• PROVIDED PASSAGE

---

31 October 2007

All Saints and All Souls

November 1st, All Saints' Day, is a Holy Day of Obligation, and we'll be keeping it with all solemnity. There'll be a Low Mass at 7:00 a.m., and Sung Masses at 9:15 a.m. and at 7:00 p.m. The Lower School children always have a great time dressing as their favorite saint, and even though classes are in session, there's feeling of it being a "special day."

November 2nd is All Souls' Day. The vestments will be black, the Masses will be somber. We will be offering two Requiem Masses, one at 7:00 a.m. and one at 9:15 a.m., and young men from the Upper School will be singing some of the traditional chants at the later Mass. That evening at 7:00 p.m. we will be chanting the Solemn Evensong of All Souls' Day, with yet another opportunity to pray for the Faithful Departed. After Evensong there will be a presentation of one of the most beautiful settings of the Requiem ever written, Gabriel Fauré's "Requiem in D minor, Op. 48." I heard some of the rehearsals last evening, and it's breath-taking.

By the way, the picture accompanying this post shows the Doom painting from St. Thomas Church in Salisbury, England. This was the church where, as a young theological student, I first presided at Evensong. The following is a description of the painting:

"The well known Doom painting of the Last Judgement was commissioned between 1470 and 1500 from an unknown artist, who was probably an Englishman who had travelled in Europe and learned his skills in Flanders and other artistic centres. Doom paintings were not uncommon but few have survived and of those this is one of the largest, covering all the space above the chancel arch, most complete, and probably the best preserved. After the Reformation it was whitewashed over by 1593 and a panel displaying the arms of Elizabeth I set over it. In 1819 traces of colour were noticed under the whitewash which was carefully removed. The painting was recorded on paper and then covered by whitewash again! The whitewash was finally removed in 1881 and the painting restored in oils although the artist made some corrections. There is some dispute about the extent of these but most seems medieval such as the fact that there are are more bishops going to Hell than to Heaven and the figure of an ale-wife, who traditionally sold short measure, is being taken downwards."

---

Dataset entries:
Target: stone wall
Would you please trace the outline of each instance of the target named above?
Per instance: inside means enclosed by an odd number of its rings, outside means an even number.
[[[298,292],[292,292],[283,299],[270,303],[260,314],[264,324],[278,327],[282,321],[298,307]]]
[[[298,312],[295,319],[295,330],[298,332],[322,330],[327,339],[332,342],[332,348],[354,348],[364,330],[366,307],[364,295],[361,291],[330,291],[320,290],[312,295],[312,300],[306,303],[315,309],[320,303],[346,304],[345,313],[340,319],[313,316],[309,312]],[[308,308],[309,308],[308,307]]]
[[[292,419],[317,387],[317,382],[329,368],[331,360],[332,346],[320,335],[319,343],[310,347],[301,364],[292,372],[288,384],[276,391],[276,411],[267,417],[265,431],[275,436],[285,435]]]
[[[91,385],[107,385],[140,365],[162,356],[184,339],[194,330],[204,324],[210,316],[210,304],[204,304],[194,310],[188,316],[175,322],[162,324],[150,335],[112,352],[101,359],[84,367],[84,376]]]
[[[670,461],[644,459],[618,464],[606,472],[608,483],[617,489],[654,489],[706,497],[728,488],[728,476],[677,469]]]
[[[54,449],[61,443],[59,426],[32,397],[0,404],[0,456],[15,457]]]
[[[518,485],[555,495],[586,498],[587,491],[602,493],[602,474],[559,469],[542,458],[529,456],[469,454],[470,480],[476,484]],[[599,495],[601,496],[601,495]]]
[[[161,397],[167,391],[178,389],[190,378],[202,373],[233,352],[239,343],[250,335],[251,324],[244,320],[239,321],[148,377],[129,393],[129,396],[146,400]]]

---

• GOALS
1/ According to the All Saints post, in what year was the whitewash finally removed from the Doom painting?
2/ In the dataset entries, switch "stone wall" to "brick wall" and repeat the lines with nothing else changed.

• THE ANSWERS
1/ 1881

2/
Target: brick wall
Would you please trace the outline of each instance of the target named above?
Per instance: inside means enclosed by an odd number of its rings, outside means an even number.
[[[298,292],[292,292],[283,299],[270,303],[260,314],[264,324],[278,327],[282,321],[298,307]]]
[[[298,312],[295,319],[295,330],[298,332],[322,330],[327,339],[332,342],[332,348],[354,348],[364,330],[366,307],[364,295],[361,291],[330,291],[320,290],[312,295],[312,300],[306,303],[315,309],[320,303],[346,304],[345,313],[340,319],[313,316],[309,312]],[[308,308],[309,308],[308,307]]]
[[[292,419],[317,387],[317,382],[329,368],[331,360],[332,346],[320,335],[319,343],[310,347],[301,364],[292,372],[288,384],[276,391],[276,411],[267,417],[265,431],[275,436],[285,435]]]
[[[91,385],[107,385],[140,365],[162,356],[184,339],[194,330],[204,324],[210,316],[210,304],[204,304],[194,310],[188,316],[175,322],[162,324],[150,335],[112,352],[101,359],[84,367],[84,376]]]
[[[670,461],[644,459],[618,464],[606,472],[608,483],[617,489],[654,489],[706,497],[728,488],[728,476],[677,469]]]
[[[54,449],[61,443],[59,426],[32,397],[0,404],[0,456],[15,457]]]
[[[518,485],[555,495],[586,498],[587,491],[602,493],[602,474],[559,469],[542,458],[529,456],[469,454],[470,480],[476,484]],[[599,495],[601,496],[601,495]]]
[[[161,397],[167,391],[178,389],[190,378],[202,373],[233,352],[239,343],[250,335],[251,324],[244,320],[239,321],[148,377],[129,393],[129,396],[146,400]]]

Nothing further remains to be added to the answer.